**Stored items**

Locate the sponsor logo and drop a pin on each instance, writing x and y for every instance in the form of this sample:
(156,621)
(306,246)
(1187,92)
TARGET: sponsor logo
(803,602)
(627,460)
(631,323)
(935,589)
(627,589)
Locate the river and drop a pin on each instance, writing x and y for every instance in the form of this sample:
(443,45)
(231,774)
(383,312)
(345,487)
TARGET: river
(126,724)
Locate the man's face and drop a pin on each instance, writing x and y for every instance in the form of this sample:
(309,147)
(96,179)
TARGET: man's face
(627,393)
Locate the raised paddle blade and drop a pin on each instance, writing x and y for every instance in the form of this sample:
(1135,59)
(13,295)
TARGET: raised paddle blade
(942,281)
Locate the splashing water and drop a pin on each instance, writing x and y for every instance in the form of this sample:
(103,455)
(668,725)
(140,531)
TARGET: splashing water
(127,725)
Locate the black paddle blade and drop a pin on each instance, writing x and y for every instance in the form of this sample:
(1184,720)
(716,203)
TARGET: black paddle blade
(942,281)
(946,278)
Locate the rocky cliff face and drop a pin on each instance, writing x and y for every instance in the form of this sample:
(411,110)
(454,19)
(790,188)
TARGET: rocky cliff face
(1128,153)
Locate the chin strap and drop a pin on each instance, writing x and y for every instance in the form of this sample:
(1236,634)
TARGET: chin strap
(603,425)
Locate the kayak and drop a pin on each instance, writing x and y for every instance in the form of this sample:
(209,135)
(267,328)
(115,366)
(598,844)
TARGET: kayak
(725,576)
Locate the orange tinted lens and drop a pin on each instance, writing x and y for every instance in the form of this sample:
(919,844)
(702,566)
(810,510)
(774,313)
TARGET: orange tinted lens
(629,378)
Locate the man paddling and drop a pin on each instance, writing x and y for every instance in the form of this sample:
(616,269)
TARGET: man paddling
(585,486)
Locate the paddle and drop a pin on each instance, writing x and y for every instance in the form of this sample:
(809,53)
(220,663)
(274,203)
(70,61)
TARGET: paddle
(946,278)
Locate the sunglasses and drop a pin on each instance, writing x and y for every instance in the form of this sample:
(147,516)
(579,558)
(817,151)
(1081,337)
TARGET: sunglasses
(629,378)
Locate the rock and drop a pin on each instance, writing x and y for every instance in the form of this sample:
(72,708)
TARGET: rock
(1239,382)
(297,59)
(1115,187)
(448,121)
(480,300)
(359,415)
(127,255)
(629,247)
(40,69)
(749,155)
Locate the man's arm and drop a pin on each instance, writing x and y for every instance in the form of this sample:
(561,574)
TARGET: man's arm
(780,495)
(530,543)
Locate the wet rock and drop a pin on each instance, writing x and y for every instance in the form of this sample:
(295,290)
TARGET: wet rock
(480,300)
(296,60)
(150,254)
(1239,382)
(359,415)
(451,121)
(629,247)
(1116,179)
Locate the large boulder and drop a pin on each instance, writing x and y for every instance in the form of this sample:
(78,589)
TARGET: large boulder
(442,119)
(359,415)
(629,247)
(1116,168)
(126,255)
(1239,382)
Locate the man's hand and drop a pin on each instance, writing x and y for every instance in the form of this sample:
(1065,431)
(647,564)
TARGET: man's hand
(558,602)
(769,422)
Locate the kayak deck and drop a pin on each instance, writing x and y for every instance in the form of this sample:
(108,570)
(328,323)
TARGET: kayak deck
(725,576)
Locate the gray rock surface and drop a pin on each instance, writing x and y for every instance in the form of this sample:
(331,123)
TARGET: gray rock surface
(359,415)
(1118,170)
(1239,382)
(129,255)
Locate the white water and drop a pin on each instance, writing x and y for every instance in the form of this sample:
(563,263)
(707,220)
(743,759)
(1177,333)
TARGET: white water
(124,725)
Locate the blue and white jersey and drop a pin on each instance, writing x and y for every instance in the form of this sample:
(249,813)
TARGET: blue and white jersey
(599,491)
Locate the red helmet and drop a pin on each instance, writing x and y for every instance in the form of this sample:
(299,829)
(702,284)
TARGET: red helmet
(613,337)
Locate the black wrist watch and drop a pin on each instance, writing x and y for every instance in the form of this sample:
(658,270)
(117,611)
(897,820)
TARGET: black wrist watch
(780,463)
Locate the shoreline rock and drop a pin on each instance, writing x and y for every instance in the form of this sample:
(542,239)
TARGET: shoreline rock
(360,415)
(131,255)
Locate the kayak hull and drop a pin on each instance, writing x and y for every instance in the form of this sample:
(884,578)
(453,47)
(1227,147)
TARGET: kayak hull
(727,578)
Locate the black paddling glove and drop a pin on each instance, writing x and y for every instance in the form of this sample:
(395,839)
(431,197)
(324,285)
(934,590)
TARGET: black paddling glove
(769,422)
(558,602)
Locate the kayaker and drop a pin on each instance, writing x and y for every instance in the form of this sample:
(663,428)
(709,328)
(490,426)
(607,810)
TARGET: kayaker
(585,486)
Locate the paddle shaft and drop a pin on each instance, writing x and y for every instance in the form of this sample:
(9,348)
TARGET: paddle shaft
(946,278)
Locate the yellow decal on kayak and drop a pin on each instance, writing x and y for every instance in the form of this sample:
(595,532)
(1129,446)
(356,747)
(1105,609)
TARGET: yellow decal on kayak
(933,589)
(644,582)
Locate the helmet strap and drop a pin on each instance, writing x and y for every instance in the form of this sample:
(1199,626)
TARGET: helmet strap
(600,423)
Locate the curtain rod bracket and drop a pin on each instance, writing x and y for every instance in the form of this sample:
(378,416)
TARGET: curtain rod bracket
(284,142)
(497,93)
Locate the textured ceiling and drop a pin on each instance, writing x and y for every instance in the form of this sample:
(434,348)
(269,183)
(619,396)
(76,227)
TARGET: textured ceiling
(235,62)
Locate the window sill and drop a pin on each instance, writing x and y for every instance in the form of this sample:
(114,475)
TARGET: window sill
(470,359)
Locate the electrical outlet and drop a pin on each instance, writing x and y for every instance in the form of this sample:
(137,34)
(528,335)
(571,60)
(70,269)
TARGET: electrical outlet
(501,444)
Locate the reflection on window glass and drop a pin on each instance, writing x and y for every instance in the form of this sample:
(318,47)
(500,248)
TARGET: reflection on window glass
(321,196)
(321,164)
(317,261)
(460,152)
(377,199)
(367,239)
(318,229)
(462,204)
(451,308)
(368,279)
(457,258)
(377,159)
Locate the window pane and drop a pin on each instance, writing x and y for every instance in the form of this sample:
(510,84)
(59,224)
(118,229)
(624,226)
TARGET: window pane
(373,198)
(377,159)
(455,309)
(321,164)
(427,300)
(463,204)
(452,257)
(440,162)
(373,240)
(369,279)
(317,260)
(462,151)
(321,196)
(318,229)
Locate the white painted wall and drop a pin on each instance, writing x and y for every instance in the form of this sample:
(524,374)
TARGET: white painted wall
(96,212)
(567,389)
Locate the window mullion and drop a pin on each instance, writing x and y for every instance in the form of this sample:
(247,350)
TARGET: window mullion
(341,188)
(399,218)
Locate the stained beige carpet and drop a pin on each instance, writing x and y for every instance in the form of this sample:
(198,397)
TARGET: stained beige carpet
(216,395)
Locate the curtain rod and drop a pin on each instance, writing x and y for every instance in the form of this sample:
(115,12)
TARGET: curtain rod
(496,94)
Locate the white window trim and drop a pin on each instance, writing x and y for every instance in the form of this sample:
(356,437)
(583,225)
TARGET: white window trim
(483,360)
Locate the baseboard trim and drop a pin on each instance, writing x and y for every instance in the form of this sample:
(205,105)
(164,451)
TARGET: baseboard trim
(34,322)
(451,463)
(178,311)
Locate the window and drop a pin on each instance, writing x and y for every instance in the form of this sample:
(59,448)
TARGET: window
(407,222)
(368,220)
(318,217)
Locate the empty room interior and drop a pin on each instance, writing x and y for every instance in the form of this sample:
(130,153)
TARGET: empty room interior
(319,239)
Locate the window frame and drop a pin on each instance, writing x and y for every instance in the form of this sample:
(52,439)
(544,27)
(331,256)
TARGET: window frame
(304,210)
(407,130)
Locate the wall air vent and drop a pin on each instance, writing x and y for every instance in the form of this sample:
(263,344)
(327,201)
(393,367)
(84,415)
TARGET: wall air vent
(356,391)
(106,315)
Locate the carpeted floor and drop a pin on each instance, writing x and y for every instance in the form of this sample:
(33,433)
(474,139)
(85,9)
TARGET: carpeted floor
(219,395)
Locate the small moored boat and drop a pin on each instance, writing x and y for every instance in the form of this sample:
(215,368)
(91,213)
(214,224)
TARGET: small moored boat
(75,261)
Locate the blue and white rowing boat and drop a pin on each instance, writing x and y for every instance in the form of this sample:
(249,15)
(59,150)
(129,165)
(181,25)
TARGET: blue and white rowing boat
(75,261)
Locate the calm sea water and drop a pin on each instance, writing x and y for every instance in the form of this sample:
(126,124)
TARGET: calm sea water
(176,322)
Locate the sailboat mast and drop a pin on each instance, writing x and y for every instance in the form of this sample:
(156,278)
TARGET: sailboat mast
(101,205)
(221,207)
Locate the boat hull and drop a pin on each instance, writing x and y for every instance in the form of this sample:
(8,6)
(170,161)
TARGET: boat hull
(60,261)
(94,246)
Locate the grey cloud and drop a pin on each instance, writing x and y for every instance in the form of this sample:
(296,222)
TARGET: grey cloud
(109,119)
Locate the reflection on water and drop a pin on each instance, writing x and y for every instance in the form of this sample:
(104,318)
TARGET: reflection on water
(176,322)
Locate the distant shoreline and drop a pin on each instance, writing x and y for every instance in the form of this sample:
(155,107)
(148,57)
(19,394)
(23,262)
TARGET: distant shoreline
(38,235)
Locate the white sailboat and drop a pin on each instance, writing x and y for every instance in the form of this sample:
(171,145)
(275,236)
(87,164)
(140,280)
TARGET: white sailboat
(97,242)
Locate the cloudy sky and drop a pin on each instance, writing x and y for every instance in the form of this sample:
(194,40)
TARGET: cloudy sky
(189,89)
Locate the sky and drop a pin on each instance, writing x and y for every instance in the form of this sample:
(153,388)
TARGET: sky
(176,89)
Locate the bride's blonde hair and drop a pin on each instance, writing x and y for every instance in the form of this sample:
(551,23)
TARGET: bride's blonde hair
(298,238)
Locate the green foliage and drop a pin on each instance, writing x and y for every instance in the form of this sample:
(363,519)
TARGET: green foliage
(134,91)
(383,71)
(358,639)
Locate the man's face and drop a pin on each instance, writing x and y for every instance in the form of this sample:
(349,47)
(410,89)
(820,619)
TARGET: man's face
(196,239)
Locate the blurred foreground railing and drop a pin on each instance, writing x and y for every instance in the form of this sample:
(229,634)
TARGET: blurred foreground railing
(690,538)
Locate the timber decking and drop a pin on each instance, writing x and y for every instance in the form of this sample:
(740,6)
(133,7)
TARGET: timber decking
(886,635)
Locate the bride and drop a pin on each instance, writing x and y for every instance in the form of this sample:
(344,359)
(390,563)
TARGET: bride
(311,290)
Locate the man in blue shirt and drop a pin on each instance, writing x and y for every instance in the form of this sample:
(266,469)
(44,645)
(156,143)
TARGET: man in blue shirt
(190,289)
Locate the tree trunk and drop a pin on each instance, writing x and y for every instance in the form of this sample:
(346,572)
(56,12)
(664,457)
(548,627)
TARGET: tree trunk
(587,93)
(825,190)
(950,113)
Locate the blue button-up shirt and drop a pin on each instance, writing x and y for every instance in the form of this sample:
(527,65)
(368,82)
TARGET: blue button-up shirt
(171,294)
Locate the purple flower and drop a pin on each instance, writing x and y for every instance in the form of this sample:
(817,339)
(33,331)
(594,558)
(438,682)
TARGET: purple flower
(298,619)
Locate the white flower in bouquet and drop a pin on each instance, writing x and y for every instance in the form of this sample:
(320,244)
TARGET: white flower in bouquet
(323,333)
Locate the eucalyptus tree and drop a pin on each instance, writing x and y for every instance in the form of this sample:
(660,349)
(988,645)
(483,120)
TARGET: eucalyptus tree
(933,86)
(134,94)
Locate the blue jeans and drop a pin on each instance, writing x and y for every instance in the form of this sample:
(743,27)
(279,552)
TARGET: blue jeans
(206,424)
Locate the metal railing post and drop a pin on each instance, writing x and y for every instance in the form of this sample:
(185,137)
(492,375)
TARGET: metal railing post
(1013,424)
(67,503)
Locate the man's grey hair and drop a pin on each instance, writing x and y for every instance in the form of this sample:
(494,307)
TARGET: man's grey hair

**Required work**
From the line that contains "TARGET: blue button-up shirt" down to the final line of the entries, print every line exactly as it is, and only those lines.

**Answer to this problem**
TARGET: blue button-up shirt
(171,294)
Locate the purple flower and drop a pin on each instance, writing x and y for every instance in the form of this sample:
(817,339)
(33,331)
(594,558)
(438,682)
TARGET: purple flower
(298,619)
Locate the white flower in bouquet and drop a pin on each instance, writing x and y for every instance in the form of this sample:
(320,244)
TARGET: white flower in bouquet
(323,333)
Locate the eucalyptus tree and drop a pin on each instance, writing x and y for every instance in the form of this sample:
(660,349)
(988,645)
(483,120)
TARGET: eucalyptus tree
(933,86)
(134,94)
Locate the blue jeans and drop a pin on each instance, writing x and y for every instance in the form of this sample:
(743,27)
(279,552)
TARGET: blue jeans
(206,424)
Locate the metal railing post and drop a pin on each instance, writing x and y for every instance in the form of this sample:
(185,137)
(492,375)
TARGET: metal railing post
(1013,424)
(67,503)
Locate the man's grey hair and drop a pin on each instance, writing x and y for every instance in the form of this sample:
(494,307)
TARGET: man's grey hair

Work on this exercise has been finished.